THE EXERCISE
Give the entries below as a two-column CSV with the header input,output. Each entry gets one row that holds its text and its answer, each in a single quoted field with line breaks replaced by spaces.

RECORDS FOR THIS TASK
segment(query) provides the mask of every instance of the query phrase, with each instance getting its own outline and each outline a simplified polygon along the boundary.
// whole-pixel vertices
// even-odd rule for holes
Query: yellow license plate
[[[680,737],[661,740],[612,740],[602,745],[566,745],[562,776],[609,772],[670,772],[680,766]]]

COMPLETE RESPONSE
input,output
"segment(query) provides the mask of every instance of the query phrase, with each instance getting its own outline and each outline a simplified polygon along the boundary. // whole-pixel vertices // even-odd rule for holes Query: yellow license plate","[[[680,737],[661,740],[612,740],[602,745],[566,745],[562,776],[609,772],[670,772],[680,766]]]"